* Data records
▬▬▬▬▬▬▬▬▬▬

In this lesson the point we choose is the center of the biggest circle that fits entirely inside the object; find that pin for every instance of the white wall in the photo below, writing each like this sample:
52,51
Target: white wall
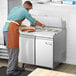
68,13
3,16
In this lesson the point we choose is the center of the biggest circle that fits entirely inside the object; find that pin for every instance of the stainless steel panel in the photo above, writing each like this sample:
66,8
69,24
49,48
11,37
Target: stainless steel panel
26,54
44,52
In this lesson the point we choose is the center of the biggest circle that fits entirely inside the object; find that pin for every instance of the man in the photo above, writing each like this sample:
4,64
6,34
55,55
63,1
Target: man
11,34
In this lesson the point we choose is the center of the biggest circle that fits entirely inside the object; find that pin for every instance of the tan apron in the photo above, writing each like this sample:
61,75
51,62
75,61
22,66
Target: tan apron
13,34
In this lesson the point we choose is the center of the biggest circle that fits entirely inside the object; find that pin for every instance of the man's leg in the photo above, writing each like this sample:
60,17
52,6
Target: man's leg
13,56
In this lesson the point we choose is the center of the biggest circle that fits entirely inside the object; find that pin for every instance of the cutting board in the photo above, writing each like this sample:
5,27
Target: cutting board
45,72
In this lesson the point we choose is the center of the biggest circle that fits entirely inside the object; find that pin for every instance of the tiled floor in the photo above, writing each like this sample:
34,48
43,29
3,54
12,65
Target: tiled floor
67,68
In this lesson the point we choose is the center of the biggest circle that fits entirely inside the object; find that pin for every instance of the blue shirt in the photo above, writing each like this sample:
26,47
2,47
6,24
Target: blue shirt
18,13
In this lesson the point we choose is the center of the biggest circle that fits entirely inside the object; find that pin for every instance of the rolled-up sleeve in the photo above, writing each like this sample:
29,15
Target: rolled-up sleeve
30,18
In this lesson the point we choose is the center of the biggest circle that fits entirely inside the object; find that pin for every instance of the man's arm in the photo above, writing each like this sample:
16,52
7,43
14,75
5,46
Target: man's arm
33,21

▬▬▬▬▬▬▬▬▬▬

* Written exercise
From the listing above, print every entry precisely and drop the pictures.

* Written reply
In this lesson the point we choose is the center of the biggest circle that fits entirely inside the object; find that pin for every instance of the white wall in the photo below, writing each like this sample:
52,51
Target: white wall
68,13
3,16
In this lesson the point we choose is the center of the biggest circle that fits entirely inside the object; find that pin for every instance of the stainless steel panel in the photo above, writing each like this sample:
66,8
69,24
49,48
11,37
Target: stainless steel panel
26,54
44,52
In this lesson the point we choose is the center of the biggest circle that fits entirely inside the object; find that pin for every instance of the man in the photo above, writing each like this sample:
4,64
6,34
55,55
63,1
Target: man
11,34
In this lesson the point we choose is the center of the biggest circle that fits entirely inside the object; find that pin for every instance of the tan apron in the photo above, writing each like this sample:
61,75
51,62
75,61
22,66
Target: tan apron
13,34
In this lesson the point we choose is the center of the biggest circle that fits entirely inside the object; find that pin for every instance of the man's leg in the photo above, writing each like this sample:
60,17
52,6
Target: man's leg
13,56
In this lesson the point we choose is the center of the biggest circle that fits entirely inside the object; find that pin for every instance of the cutting board in the photo above, writing each like this sample:
5,27
Target: cutting board
45,72
In this lesson the point we choose is the center of the biggest circle that fits entirely inside the object; find that pin for every instance of the tiled floor in the photo above, writing each like this sample:
34,48
43,29
3,54
12,65
Target: tiled floor
67,68
In this lesson the point we choose is the center of the biggest circle that fits entirely inside the object; find that pin for every instance of the blue shirt in the photo above, writing each like this sample:
26,47
2,47
6,24
Target: blue shirt
18,13
In this lesson the point we choose is the center of the biggest circle that fits entirely inside the object; find that pin for every instance of the rolled-up sleeve in the photo above, writing each like this sample:
29,15
Target: rolled-up sleeve
30,18
In this lesson the point we choose is the center of the biggest circle that fits entirely inside the object; find that pin for every instance of the man's arm in the photo above, writing each like this sample:
16,52
7,43
14,75
5,46
Target: man's arm
33,21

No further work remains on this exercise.